◆ **What is expected**: List every line of the records that contains the string "target", copying each line in full.

◆ **Material for this exercise**:
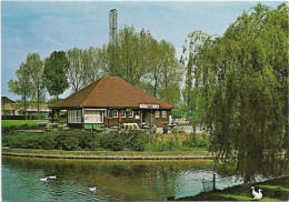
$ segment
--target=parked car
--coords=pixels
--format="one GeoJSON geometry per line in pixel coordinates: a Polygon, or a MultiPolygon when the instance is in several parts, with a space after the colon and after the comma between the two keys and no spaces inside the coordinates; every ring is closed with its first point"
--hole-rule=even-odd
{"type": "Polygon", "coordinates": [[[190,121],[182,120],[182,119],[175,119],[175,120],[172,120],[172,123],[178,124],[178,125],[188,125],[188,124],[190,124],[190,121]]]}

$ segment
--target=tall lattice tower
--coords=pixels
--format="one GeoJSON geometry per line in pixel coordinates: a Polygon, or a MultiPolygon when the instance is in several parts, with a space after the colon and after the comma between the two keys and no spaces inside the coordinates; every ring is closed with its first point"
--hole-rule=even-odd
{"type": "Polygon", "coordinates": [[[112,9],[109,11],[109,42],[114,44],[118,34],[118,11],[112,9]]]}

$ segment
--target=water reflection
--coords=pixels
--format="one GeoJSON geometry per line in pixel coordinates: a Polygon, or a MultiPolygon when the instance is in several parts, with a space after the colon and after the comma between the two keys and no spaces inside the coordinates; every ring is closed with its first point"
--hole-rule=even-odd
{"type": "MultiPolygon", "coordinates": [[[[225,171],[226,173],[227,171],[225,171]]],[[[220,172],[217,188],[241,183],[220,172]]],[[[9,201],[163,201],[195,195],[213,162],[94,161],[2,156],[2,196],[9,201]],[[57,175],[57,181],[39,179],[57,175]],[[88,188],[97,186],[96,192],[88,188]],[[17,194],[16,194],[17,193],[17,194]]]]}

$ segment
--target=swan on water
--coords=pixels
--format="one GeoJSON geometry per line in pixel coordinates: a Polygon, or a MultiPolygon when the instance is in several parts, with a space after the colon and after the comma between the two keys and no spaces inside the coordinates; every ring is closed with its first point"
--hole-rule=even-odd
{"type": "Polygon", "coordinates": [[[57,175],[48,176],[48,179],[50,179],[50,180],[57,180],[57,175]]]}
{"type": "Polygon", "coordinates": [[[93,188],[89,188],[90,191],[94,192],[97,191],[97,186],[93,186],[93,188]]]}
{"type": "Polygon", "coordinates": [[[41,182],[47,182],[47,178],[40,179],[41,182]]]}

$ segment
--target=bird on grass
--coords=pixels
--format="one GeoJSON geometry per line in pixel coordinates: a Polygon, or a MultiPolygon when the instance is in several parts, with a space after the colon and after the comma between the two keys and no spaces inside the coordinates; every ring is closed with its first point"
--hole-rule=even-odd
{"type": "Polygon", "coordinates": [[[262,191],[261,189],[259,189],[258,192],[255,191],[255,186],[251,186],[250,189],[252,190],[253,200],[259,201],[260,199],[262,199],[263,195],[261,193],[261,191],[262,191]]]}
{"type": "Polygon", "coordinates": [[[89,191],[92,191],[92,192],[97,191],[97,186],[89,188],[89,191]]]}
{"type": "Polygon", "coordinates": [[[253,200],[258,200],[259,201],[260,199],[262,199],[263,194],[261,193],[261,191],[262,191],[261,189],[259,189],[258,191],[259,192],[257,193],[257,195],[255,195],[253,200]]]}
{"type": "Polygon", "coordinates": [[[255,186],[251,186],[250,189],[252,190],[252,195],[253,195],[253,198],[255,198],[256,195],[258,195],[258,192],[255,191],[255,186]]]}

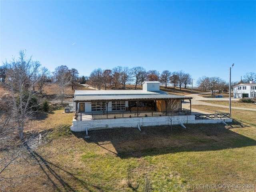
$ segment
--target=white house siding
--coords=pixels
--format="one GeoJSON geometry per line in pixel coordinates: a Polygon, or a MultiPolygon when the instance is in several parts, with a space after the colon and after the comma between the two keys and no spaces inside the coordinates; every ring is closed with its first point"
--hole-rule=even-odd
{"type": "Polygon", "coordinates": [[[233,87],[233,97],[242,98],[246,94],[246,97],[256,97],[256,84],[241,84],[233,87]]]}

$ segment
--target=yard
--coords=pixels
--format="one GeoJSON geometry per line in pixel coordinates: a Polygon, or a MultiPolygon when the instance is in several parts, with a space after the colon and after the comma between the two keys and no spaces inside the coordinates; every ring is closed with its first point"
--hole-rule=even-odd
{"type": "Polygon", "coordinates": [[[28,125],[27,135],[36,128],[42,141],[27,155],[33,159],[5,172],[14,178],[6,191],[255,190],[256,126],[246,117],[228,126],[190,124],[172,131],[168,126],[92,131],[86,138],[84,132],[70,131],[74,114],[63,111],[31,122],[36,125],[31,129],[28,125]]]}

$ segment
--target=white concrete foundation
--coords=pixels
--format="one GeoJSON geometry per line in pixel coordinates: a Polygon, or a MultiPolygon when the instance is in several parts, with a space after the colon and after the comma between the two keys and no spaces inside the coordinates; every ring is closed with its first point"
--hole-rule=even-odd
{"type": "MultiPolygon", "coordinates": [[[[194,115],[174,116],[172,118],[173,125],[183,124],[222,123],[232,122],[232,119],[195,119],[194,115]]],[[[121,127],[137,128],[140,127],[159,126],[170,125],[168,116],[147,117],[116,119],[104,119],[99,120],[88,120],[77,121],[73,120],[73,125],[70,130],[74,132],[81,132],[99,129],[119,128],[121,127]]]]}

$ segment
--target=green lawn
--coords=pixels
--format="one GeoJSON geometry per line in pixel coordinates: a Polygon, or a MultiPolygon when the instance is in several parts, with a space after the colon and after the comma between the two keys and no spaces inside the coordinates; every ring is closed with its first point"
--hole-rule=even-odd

◆ **Task output**:
--target=parked car
--target=tall lattice tower
--target=water reflection
--target=swan on water
--target=bird on grass
--target=white house siding
--target=yard
--target=white concrete foundation
--target=green lawn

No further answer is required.